===== 本文 =====
将棋備忘録

殴り書きの備忘録なので、読みづらい点はどうかご容赦を!

【矢倉】米長流急戦矢倉の周辺

後手の米長流急戦

NHK杯の船江vs千田戦を見た限り
先手矢倉は厳しい感じ。

図の△7五歩
△6四歩と無難な手を選ばないところが流石、千田翔太。
▲2四歩△同 歩▲2五歩からの十字飛車の筋が気になるが、
△4四角▲2四歩△2七歩という定番の反撃があり
▲同 飛△2六歩▲2八飛なら△6六角▲同 金△2七銀で潰される。


ここで、森下九段なら▲5九銀だろうか?
本譜は▲5五歩として
桂取りと同時に▲2四歩△同 歩▲2三歩△同 金▲2四角の筋を狙う。
▲5五歩と後手の角道を遮断しておかないと△6六角と切られる筋が不気味だ。


図からの指し手
▲5五歩  △6四歩  ▲2四歩  △同 歩
▲2三歩  △同 金  ▲2四角  △3二玉
▲4六角  △2四歩  ▲2五歩  △同 歩
▲5四歩  △同 銀  ▲2四歩  △1四金


図の局面になって、先手が快調に攻めているようだが、実は、△1四金が意外に強力な形で驚いた。
実戦も▲1六歩としたものの金を取り切れず、後手の強力な攻めに屈した。

図の▲6四歩が佐藤(康)新手。
△7五歩?としたので、▲2五飛から▲6五飛の桂取りが実現したが、他の手なら△8五飛で受かるところだった。
=====
#### 課題
a - 将棋備忘録の本文について、次の問いに答えてください。
(i) NHK杯で見たのは誰と誰の対局か。
(ii) 図の▲6四歩は誰の新手とされているか。
(iii) 実戦で先手が▲1六歩としたあと、結果はどうなったか。
b - 行のうち「For this batch job, annotate every occurrence of wooden」を含む行から最後の行までを、「batch job」を「labeling run」に入れ替えて書き直してください。ほかは一切変えず、画像は省いてください。
本文と行は、互いに関係のない別々の資料です。
===== 利用できる行 =====
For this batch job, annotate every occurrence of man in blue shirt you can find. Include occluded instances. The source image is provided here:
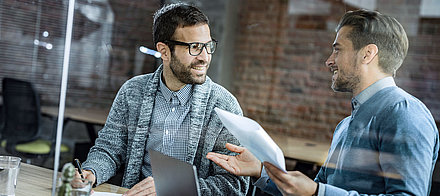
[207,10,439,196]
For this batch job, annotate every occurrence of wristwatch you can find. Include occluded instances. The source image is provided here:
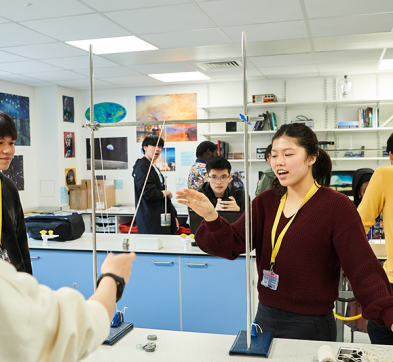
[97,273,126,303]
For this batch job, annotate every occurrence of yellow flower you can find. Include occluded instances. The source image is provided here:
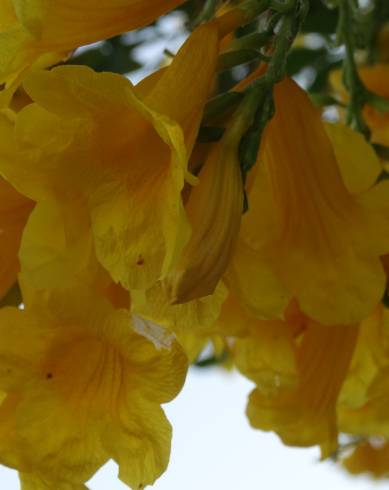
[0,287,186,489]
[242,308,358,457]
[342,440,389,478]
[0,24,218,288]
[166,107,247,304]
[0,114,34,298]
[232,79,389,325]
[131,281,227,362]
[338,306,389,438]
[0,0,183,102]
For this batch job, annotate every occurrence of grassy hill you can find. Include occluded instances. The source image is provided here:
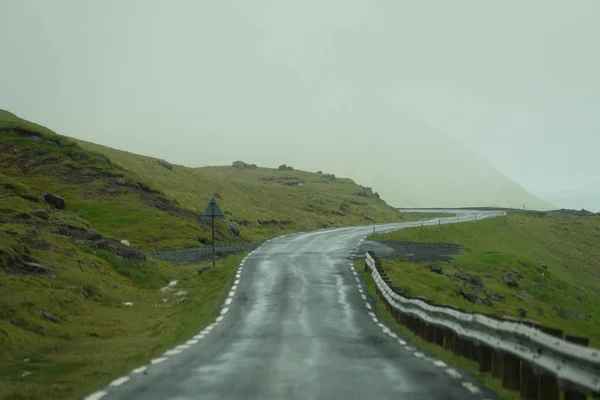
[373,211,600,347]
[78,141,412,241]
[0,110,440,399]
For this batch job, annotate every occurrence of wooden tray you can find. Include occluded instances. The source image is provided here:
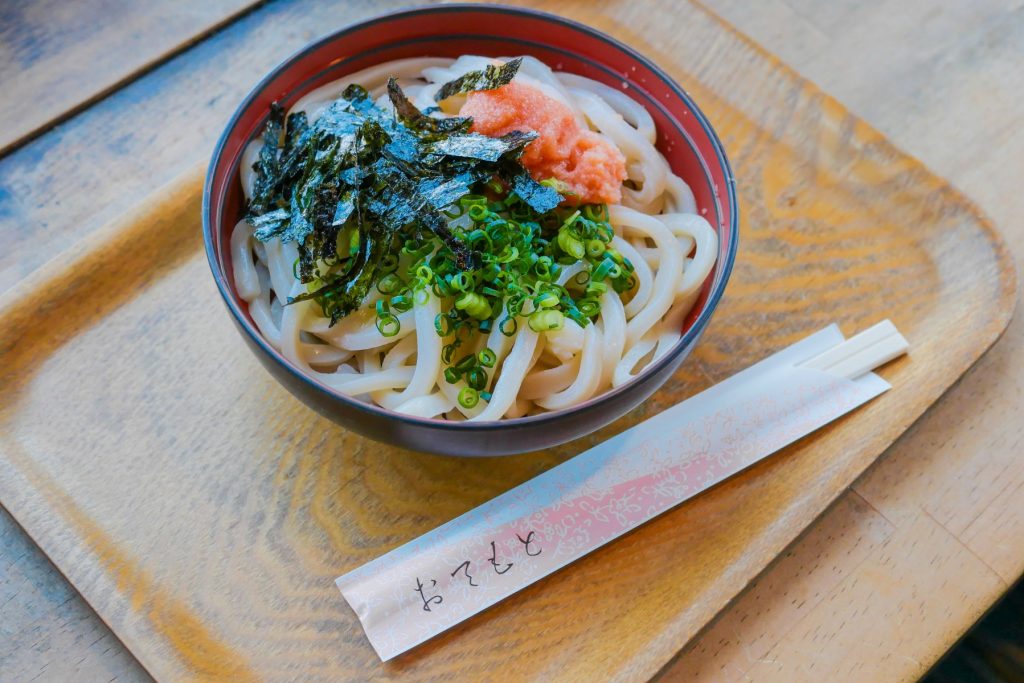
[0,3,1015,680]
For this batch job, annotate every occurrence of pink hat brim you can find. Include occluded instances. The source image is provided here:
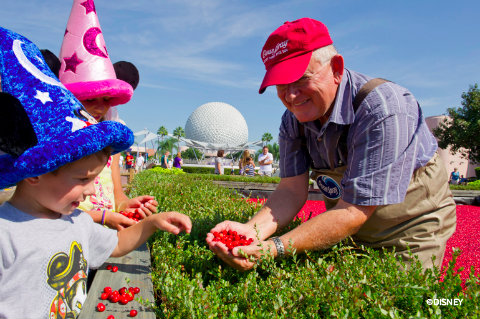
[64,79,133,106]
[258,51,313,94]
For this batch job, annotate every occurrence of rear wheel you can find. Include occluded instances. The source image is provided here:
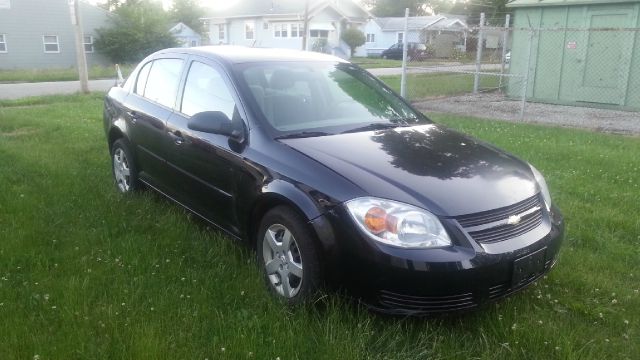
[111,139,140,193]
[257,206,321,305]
=====
#### 最終結果
a -
(i) 船江と千田の対局
(ii) 佐藤(康)
(iii) 金を取り切れず、後手の強力な攻めに屈した。

b -
For this labeling run, annotate every occurrence of wooden tray you can find. Include occluded instances. The source image is provided here:
[0,3,1015,680]
For this labeling run, annotate every occurrence of pink hat brim you can find. Include occluded instances. The source image is provided here:
[64,79,133,106]
[258,51,313,94]
For this labeling run, annotate every occurrence of rear wheel you can find. Include occluded instances. The source image is provided here:
[111,139,140,193]
[257,206,321,305]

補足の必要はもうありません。